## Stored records

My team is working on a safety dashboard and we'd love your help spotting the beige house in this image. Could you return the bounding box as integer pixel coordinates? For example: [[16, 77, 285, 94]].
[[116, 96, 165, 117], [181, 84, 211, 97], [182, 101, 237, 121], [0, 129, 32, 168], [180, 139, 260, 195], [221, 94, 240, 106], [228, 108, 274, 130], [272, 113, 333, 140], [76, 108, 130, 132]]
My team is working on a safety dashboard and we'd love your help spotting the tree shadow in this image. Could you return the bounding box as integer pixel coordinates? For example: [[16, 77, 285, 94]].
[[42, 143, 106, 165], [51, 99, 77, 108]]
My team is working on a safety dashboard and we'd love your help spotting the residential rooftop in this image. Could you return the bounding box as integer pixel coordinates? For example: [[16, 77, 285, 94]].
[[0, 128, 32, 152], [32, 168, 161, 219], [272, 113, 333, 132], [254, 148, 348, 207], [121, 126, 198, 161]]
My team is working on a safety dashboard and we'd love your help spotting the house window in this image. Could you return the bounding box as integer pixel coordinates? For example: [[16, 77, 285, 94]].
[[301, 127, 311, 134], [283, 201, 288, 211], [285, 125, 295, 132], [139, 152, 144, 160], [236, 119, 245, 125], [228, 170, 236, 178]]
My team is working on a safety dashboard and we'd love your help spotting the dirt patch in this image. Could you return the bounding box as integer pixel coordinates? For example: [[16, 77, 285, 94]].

## Required work
Count how many lines in the stored records above contain the string "window", treating uppercase and lowercase as different. Reply with the number alone.

## Solved exercise
1